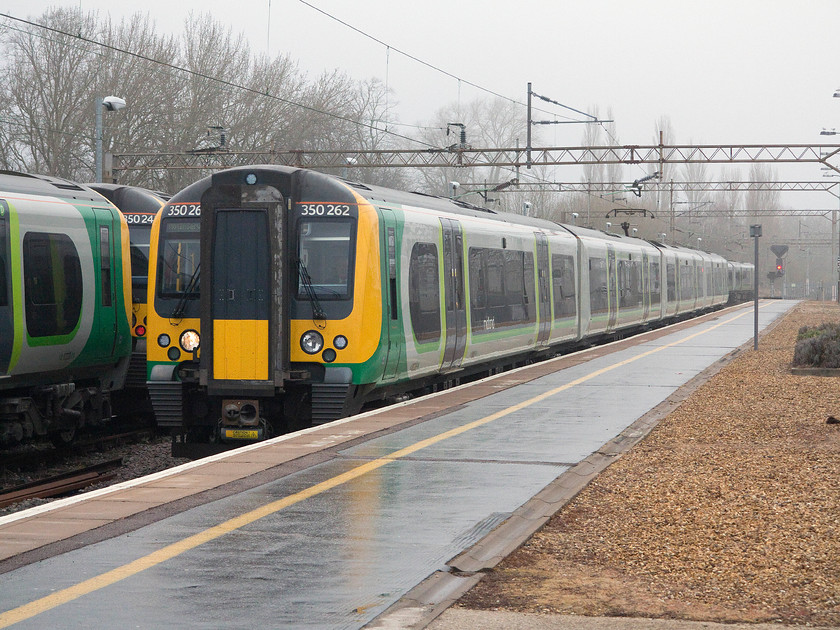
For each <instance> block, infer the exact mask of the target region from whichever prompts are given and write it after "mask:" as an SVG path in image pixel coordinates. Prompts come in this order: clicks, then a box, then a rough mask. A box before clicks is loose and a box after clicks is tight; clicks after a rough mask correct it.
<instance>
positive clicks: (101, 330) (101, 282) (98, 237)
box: [94, 209, 121, 359]
mask: <svg viewBox="0 0 840 630" xmlns="http://www.w3.org/2000/svg"><path fill="white" fill-rule="evenodd" d="M94 215H95V216H96V248H97V252H98V259H99V274H98V275H99V287H98V288H99V291H98V294H99V304H98V305H97V307H96V312H97V316H96V318H97V327H98V330H99V339H100V345H99V348H100V351H99V358H101V359H110V358H111V357H113V356H114V351H115V349H116V345H117V333H118V330H117V302H118V299H121V298H118V296H117V291H116V276H117V273H116V272H117V269H118V268H119V267H118V265H116V264H115V263H116V258H115V254H116V249H115V245H114V241H115V240H117V239H119V238H120V234H119V232H117V230H116V227H115V226H116V225H117V223H116V222H115V221H114V216H113V214H112V211H111V210H100V209H95V210H94Z"/></svg>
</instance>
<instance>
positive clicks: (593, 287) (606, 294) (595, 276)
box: [589, 257, 609, 315]
mask: <svg viewBox="0 0 840 630" xmlns="http://www.w3.org/2000/svg"><path fill="white" fill-rule="evenodd" d="M589 309H590V312H591V313H592V314H593V315H594V314H596V313H606V312H607V311H608V310H609V299H608V294H607V259H606V258H595V257H591V258H590V259H589Z"/></svg>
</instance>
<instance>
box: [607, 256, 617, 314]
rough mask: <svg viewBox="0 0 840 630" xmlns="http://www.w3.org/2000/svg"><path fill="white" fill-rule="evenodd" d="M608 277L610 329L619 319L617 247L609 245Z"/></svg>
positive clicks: (607, 274)
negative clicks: (616, 249) (616, 254)
mask: <svg viewBox="0 0 840 630" xmlns="http://www.w3.org/2000/svg"><path fill="white" fill-rule="evenodd" d="M607 278H608V279H609V280H608V282H609V287H610V288H609V301H610V322H609V330H613V329H614V328H615V324H616V321H617V320H618V266H617V265H616V262H615V247H613V246H612V245H609V244H608V245H607Z"/></svg>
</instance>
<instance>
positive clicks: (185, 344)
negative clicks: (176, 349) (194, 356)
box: [178, 330, 201, 352]
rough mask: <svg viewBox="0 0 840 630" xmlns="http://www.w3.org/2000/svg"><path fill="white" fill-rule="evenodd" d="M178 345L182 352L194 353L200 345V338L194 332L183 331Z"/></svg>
mask: <svg viewBox="0 0 840 630" xmlns="http://www.w3.org/2000/svg"><path fill="white" fill-rule="evenodd" d="M178 343H179V344H181V347H182V348H183V349H184V352H194V351H195V350H196V348H198V346H199V345H201V336H200V335H199V334H198V331H196V330H185V331H184V332H182V333H181V336H180V337H179V338H178Z"/></svg>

What you need to do -> Select every line above that contains the word "positive", and copy it.

Task result ->
positive clicks: (101, 330) (101, 282) (98, 237)
positive clicks: (593, 287) (606, 294) (595, 276)
positive clicks: (607, 274)
positive clicks: (185, 344)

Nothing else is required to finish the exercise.